- SET PROBLEM -
Output everything in the data below from the line containing "the white painted" down to the line containing "Target: white painted wood plank", both included. Give it as a JSON list of strings with one string per line, leaving out blank lines.

- RECORDS TO USE -
----

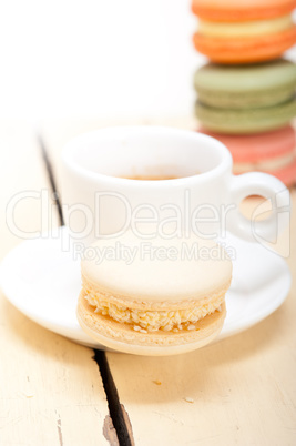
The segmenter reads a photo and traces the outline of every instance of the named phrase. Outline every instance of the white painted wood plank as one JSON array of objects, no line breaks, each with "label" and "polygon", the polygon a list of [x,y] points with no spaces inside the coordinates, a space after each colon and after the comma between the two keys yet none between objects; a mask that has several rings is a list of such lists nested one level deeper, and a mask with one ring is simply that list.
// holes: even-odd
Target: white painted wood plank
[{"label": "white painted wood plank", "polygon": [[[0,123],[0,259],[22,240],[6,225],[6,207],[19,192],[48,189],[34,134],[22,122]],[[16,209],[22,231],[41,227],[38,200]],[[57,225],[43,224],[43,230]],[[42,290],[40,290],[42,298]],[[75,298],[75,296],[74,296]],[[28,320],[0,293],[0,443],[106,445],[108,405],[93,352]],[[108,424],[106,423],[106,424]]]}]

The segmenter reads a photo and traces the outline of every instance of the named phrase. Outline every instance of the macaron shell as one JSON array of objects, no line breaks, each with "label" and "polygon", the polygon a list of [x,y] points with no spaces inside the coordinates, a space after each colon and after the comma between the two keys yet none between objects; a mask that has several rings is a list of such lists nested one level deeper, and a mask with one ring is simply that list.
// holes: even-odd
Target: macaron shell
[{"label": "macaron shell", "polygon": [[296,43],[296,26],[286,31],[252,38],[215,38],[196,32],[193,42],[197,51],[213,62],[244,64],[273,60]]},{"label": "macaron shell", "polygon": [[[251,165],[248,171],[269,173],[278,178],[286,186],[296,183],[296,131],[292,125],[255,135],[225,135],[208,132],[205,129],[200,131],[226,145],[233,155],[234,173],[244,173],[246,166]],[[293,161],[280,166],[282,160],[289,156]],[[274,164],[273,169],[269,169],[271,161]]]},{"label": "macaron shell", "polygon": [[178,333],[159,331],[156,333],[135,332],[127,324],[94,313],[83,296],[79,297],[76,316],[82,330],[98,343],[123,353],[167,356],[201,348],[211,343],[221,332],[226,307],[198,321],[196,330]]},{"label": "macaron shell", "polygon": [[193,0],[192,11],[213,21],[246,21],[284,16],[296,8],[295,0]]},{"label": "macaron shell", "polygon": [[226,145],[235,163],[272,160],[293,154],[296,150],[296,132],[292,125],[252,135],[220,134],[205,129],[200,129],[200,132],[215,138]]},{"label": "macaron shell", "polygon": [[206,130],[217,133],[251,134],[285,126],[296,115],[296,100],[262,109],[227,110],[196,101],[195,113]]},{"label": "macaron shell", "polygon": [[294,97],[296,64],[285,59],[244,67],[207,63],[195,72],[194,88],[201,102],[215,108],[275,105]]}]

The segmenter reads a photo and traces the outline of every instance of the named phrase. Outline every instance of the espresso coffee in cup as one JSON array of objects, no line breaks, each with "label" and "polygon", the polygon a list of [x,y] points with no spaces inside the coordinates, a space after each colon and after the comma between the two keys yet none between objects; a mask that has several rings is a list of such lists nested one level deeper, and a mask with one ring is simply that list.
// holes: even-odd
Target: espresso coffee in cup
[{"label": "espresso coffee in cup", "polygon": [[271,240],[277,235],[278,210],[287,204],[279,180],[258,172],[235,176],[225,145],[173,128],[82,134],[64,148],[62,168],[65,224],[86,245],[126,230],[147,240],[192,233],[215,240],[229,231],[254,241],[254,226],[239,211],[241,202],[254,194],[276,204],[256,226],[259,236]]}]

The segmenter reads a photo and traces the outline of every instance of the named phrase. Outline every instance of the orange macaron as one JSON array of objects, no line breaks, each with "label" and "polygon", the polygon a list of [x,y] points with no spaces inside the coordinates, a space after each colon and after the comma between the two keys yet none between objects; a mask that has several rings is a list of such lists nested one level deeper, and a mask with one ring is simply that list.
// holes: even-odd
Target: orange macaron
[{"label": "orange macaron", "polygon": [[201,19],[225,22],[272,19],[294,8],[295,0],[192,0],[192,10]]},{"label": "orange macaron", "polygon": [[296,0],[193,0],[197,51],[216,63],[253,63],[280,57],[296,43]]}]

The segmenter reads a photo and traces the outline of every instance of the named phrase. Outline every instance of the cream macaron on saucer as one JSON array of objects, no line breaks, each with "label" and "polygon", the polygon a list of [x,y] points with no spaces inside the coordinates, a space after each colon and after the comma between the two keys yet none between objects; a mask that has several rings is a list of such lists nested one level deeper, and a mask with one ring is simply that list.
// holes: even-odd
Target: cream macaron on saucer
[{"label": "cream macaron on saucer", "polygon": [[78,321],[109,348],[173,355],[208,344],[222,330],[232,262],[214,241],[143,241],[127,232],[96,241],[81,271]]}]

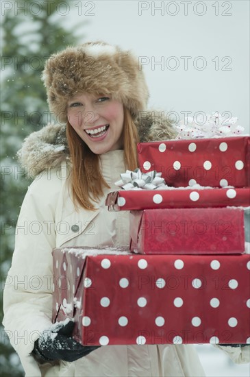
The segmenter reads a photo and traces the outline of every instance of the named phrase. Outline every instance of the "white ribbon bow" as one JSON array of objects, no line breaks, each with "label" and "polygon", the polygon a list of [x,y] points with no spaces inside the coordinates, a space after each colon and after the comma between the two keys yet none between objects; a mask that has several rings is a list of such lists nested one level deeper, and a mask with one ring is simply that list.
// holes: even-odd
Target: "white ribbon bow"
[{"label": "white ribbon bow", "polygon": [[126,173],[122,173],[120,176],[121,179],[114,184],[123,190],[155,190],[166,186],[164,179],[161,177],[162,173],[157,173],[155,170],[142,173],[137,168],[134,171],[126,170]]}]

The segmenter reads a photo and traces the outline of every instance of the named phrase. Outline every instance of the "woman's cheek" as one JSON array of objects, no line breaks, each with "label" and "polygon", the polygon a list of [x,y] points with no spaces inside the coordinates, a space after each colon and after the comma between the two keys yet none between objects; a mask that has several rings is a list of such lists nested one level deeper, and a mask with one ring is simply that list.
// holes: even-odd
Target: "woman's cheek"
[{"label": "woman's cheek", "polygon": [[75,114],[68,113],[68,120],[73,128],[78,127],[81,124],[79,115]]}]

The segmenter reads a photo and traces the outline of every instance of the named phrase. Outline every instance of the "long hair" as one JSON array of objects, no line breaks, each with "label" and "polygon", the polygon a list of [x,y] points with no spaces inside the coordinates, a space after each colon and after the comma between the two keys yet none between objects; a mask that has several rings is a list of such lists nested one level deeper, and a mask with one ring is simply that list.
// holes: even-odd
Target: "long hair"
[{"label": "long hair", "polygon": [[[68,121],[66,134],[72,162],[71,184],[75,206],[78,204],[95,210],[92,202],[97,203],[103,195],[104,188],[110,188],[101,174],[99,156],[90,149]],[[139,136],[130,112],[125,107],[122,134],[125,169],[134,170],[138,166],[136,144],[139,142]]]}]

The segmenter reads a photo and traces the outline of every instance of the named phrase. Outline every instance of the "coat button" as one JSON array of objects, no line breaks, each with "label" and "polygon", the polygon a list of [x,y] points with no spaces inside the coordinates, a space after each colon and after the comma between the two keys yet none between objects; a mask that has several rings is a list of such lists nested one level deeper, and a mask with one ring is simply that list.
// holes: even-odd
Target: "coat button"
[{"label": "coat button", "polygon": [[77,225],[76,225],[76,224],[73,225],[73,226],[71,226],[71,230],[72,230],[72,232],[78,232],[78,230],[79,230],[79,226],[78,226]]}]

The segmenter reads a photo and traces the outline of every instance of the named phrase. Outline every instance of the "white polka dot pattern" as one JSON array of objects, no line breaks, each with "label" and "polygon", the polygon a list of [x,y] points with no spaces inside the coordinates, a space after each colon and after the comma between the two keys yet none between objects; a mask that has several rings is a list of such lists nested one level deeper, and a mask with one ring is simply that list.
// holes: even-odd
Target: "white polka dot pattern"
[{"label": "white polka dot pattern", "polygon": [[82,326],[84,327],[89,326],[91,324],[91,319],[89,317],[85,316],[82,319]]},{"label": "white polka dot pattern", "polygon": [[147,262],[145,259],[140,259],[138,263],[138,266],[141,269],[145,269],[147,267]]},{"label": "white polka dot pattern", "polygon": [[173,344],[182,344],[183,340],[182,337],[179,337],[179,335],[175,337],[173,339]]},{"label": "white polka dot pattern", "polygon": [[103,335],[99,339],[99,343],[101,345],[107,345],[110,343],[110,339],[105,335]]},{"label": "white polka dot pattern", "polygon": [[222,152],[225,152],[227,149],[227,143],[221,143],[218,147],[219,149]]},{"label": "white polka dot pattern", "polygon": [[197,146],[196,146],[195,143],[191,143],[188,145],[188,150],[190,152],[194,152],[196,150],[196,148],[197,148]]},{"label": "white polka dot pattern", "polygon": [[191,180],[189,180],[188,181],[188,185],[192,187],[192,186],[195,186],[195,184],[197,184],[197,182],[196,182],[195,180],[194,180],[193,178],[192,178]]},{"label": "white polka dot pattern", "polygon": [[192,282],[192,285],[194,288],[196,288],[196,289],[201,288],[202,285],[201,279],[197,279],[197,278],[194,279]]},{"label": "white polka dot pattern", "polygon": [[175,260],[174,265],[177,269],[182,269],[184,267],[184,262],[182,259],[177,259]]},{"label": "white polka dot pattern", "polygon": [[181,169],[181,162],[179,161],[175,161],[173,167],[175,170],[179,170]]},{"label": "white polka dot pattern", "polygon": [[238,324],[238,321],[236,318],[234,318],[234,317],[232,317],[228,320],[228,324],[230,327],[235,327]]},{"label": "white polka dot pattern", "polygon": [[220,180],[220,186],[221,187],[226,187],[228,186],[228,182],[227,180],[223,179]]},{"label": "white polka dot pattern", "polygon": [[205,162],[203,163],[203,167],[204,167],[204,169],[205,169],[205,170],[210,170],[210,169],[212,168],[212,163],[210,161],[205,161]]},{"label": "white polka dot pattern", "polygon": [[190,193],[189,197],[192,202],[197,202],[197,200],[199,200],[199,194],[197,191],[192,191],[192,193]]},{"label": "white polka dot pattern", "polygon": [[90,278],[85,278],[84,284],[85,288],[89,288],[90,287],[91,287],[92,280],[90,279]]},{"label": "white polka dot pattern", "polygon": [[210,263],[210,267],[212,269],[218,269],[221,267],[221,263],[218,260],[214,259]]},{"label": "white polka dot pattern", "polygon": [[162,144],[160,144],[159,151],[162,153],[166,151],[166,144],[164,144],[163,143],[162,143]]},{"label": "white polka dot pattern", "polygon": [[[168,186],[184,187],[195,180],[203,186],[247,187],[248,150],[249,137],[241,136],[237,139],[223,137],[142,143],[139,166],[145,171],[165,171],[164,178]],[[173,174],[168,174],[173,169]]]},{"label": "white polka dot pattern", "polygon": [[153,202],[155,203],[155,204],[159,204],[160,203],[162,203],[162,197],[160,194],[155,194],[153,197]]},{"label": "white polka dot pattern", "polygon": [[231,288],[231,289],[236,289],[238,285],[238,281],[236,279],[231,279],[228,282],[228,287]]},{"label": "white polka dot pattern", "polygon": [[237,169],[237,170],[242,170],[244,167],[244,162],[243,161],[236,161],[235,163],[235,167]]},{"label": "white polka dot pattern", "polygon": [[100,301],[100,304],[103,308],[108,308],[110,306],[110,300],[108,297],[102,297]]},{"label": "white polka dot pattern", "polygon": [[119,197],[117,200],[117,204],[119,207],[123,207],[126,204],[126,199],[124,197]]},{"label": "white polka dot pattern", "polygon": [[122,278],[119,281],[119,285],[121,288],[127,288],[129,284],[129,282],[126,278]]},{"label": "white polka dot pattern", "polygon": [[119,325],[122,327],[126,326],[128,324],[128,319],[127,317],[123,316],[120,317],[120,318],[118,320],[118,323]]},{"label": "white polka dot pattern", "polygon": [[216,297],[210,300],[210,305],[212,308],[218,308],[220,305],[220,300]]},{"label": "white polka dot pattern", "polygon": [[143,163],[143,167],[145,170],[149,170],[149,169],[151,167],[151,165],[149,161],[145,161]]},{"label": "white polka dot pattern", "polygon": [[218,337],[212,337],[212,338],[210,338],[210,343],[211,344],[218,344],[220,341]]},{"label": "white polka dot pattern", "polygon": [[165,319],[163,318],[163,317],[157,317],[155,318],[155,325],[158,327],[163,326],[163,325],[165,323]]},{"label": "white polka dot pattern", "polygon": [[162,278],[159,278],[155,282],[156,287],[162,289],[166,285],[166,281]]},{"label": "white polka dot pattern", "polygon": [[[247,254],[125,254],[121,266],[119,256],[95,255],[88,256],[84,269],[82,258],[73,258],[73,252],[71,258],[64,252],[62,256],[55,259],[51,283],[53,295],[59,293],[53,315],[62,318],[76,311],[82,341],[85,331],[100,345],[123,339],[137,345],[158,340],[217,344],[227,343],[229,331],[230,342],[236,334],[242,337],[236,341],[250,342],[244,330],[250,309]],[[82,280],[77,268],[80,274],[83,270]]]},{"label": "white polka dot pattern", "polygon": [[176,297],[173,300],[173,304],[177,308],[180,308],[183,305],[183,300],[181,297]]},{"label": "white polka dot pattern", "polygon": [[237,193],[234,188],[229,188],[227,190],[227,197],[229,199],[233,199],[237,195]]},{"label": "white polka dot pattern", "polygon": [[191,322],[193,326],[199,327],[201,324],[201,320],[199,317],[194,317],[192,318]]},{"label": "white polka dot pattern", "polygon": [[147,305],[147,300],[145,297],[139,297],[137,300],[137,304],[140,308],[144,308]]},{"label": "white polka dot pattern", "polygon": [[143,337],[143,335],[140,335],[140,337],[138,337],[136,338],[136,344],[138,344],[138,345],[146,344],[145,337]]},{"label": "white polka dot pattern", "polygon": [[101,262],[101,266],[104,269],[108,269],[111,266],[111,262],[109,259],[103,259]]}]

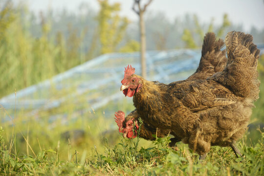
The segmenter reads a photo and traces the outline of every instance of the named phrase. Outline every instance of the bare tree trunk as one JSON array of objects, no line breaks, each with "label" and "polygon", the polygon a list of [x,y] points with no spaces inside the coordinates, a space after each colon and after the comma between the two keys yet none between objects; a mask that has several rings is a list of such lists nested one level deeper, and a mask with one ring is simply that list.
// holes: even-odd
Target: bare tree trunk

----

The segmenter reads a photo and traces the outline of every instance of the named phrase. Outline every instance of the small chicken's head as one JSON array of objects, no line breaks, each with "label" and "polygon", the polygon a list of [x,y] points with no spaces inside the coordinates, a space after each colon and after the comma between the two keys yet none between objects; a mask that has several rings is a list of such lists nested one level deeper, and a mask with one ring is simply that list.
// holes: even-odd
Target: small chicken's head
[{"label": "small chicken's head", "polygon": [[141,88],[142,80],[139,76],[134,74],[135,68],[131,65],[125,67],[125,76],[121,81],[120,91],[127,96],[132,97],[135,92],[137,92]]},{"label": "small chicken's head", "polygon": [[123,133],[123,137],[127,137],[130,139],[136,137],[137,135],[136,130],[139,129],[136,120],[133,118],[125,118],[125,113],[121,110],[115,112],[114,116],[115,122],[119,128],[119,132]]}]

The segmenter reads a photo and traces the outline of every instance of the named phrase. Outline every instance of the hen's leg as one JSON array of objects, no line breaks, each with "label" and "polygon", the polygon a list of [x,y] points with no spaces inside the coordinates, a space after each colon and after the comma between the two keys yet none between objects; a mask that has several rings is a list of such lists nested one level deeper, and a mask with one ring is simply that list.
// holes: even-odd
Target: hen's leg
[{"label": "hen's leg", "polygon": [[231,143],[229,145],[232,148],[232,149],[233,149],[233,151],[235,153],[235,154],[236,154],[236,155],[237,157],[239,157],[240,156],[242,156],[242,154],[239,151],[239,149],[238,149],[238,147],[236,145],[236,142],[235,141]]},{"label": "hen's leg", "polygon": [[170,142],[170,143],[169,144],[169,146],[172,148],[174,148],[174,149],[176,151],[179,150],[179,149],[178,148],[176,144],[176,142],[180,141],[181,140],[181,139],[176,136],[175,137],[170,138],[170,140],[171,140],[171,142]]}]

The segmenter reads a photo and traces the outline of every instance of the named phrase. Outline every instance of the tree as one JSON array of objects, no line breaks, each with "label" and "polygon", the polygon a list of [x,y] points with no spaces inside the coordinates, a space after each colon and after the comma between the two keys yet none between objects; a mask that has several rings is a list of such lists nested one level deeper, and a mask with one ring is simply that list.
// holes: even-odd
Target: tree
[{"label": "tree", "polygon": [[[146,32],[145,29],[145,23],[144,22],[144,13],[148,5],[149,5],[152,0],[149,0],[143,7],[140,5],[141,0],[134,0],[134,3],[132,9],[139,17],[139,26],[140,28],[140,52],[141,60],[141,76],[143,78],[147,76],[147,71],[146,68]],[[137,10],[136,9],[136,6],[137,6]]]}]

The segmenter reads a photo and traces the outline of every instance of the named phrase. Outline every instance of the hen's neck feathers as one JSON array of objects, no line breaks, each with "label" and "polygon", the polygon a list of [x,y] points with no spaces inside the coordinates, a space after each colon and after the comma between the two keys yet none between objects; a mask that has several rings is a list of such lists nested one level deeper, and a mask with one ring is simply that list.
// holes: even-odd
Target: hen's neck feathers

----

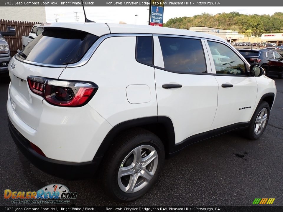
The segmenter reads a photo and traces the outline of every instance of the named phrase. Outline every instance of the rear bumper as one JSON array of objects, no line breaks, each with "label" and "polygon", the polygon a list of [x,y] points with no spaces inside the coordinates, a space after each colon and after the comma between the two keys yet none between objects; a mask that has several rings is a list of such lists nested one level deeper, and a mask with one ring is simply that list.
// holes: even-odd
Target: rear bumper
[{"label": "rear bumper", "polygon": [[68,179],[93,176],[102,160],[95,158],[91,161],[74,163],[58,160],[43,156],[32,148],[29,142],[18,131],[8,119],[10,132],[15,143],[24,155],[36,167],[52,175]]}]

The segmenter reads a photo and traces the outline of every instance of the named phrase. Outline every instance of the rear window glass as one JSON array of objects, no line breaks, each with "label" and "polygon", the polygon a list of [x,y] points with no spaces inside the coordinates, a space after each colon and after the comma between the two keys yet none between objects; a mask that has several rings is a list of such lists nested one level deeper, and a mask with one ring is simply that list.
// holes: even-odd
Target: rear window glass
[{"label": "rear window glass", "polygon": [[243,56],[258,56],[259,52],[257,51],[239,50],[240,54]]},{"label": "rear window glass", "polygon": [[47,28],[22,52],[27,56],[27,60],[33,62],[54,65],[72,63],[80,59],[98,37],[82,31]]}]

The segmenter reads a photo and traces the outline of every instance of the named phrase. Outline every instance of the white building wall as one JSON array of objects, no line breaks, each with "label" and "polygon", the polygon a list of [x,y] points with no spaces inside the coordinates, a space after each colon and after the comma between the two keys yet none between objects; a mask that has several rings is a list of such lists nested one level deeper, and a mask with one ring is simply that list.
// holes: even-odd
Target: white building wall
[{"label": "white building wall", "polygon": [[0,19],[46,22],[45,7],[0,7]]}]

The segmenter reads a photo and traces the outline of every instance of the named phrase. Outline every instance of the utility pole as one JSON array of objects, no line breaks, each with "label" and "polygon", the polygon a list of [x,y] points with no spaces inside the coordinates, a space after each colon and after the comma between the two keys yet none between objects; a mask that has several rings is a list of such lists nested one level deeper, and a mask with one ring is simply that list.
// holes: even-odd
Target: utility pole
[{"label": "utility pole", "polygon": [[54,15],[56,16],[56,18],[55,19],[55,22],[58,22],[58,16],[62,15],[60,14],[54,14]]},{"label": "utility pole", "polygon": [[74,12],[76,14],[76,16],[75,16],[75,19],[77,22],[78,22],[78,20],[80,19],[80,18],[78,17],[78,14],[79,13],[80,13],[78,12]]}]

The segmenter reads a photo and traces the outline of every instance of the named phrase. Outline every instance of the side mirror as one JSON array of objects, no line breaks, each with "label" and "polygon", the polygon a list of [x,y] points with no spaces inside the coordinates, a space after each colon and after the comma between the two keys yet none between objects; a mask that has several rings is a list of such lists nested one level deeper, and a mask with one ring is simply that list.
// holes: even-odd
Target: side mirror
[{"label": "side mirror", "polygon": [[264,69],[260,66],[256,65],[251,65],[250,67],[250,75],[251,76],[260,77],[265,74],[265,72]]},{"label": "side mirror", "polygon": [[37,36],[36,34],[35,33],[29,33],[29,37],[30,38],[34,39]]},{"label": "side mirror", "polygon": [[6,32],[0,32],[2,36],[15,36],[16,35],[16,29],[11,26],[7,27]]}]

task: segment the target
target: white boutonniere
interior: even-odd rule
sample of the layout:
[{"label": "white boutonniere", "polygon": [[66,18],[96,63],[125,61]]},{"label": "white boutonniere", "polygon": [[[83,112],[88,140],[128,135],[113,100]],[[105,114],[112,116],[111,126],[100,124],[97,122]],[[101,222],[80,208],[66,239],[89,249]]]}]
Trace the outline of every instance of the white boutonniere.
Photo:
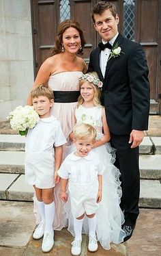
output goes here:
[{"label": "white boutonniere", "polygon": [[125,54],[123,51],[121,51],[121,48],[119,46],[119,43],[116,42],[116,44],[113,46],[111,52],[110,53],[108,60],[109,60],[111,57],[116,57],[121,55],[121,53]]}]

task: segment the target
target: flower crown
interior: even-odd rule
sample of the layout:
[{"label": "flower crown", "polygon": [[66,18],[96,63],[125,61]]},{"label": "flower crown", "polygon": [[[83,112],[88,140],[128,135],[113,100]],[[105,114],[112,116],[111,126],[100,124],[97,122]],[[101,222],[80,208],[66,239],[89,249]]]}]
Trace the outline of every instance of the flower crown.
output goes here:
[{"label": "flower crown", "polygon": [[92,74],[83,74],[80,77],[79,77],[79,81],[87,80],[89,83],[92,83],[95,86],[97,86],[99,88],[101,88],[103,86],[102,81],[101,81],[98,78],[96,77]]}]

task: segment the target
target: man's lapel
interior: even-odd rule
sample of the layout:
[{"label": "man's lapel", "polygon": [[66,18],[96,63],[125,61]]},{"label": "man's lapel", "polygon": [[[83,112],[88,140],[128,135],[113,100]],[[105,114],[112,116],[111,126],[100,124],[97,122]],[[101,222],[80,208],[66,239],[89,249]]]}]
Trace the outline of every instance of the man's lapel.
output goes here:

----

- WORKED ANSWER -
[
  "The segmenter reads a photo and traces the outline of every instance of the named phrase. Outline every instance of the white painted wood plank as one JSON array of objects, no line breaks, each with \"label\" and \"polygon\", the polygon a list of [x,y] points with no spaces inside the coordinates, a space after each colon and after the comma between the two keys yet none between objects; a mask that has several rings is a list of such lists nested one level deeper, and a mask with one ring is simply that list.",
  "// holes: even-odd",
  "Target: white painted wood plank"
]